Go to the line that contains "the tree trunk in the photo above." and extract it along with every line after it, exactly, through the end of the data below.

========================================================================

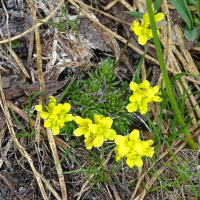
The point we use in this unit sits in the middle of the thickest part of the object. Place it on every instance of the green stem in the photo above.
(65, 92)
(199, 7)
(122, 53)
(166, 78)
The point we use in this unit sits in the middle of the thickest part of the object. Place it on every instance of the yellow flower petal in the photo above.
(39, 107)
(110, 134)
(138, 161)
(66, 107)
(98, 118)
(134, 86)
(132, 107)
(47, 123)
(81, 131)
(89, 142)
(69, 117)
(130, 162)
(107, 123)
(138, 148)
(134, 135)
(44, 114)
(159, 17)
(52, 99)
(56, 130)
(98, 142)
(143, 108)
(94, 128)
(138, 30)
(142, 39)
(123, 150)
(120, 140)
(82, 121)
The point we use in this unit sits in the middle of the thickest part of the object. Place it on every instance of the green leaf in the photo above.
(192, 3)
(157, 5)
(183, 10)
(190, 34)
(137, 71)
(196, 21)
(135, 14)
(14, 44)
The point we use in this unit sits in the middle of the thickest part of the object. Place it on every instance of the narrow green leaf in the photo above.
(196, 20)
(183, 11)
(135, 14)
(190, 34)
(166, 78)
(157, 5)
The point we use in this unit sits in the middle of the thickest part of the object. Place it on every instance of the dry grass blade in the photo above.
(33, 27)
(10, 186)
(165, 153)
(127, 5)
(58, 168)
(39, 69)
(106, 14)
(48, 185)
(92, 175)
(58, 141)
(111, 4)
(13, 135)
(17, 61)
(114, 34)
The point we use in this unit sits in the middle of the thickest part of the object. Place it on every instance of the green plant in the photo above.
(166, 79)
(61, 24)
(14, 44)
(94, 162)
(101, 95)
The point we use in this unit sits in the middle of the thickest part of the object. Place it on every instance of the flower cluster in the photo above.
(142, 95)
(56, 114)
(95, 134)
(143, 30)
(133, 149)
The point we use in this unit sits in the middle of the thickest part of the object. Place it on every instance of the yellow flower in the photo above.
(143, 33)
(139, 90)
(157, 17)
(54, 123)
(155, 92)
(102, 130)
(147, 149)
(89, 142)
(134, 25)
(49, 108)
(134, 159)
(138, 104)
(83, 127)
(62, 110)
(118, 156)
(133, 148)
(129, 143)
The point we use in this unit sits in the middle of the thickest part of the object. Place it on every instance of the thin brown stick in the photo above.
(8, 183)
(33, 27)
(39, 69)
(13, 135)
(58, 167)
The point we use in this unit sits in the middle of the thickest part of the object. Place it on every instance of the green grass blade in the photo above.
(184, 12)
(166, 78)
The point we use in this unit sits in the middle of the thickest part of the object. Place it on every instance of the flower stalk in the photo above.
(173, 102)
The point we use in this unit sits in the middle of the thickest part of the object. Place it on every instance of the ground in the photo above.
(57, 50)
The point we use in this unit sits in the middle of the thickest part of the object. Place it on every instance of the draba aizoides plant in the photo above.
(100, 113)
(100, 95)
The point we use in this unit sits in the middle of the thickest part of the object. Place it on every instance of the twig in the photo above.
(10, 186)
(58, 167)
(7, 17)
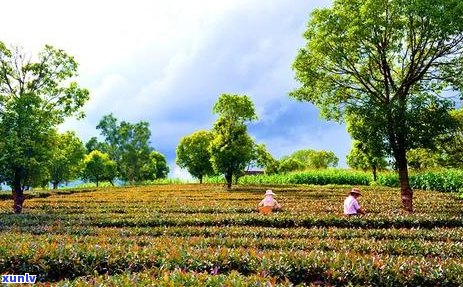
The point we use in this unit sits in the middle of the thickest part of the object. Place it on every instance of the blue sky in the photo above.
(167, 62)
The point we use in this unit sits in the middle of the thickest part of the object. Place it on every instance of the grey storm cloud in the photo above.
(167, 63)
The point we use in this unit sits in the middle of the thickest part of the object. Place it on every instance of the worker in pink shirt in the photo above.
(351, 205)
(269, 204)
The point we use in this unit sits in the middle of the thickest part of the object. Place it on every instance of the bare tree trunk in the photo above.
(18, 194)
(229, 179)
(406, 192)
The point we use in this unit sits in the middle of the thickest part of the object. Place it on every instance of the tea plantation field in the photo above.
(204, 235)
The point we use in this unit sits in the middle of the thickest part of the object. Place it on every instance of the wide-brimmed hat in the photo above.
(355, 191)
(269, 192)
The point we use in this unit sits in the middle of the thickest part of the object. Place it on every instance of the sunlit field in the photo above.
(204, 235)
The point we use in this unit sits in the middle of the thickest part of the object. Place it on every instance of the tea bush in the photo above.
(205, 235)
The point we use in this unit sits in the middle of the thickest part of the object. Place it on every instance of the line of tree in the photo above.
(36, 95)
(229, 150)
(386, 63)
(128, 145)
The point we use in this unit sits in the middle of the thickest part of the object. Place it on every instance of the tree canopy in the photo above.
(387, 62)
(128, 144)
(35, 96)
(232, 147)
(193, 154)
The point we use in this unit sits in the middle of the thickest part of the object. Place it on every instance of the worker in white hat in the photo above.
(269, 203)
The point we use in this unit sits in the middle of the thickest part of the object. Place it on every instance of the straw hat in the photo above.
(269, 192)
(355, 190)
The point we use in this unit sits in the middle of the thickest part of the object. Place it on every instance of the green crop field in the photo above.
(204, 235)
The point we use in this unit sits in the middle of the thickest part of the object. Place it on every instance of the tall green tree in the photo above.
(362, 157)
(129, 145)
(98, 167)
(386, 61)
(67, 157)
(193, 154)
(162, 169)
(264, 159)
(232, 147)
(36, 94)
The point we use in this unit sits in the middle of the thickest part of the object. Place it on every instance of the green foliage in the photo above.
(235, 108)
(420, 158)
(99, 167)
(445, 180)
(128, 145)
(193, 154)
(263, 159)
(68, 154)
(209, 237)
(232, 149)
(386, 62)
(316, 177)
(308, 159)
(162, 169)
(34, 98)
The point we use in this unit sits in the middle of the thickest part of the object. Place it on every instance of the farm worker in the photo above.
(269, 203)
(351, 205)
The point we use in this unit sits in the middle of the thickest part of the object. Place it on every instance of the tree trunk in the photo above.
(406, 192)
(229, 179)
(18, 194)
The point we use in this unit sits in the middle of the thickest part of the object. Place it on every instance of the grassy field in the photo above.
(204, 235)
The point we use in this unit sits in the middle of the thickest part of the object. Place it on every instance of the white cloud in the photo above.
(168, 61)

========================================================================

EXERCISE RESPONSE »
The point we use in this unit sits in the middle of the thickest part of the object. Place it on every instance of the tree trunk in the photo above.
(406, 192)
(229, 179)
(18, 194)
The point we use in this unit sits in the middle of the thickest part of the object. Place it on every instance of the grassy field in the photo above.
(204, 235)
The point we use in this unit sits in the middle of the thickest part of the object. Place it on every instance of the white cloud in the photo above.
(168, 61)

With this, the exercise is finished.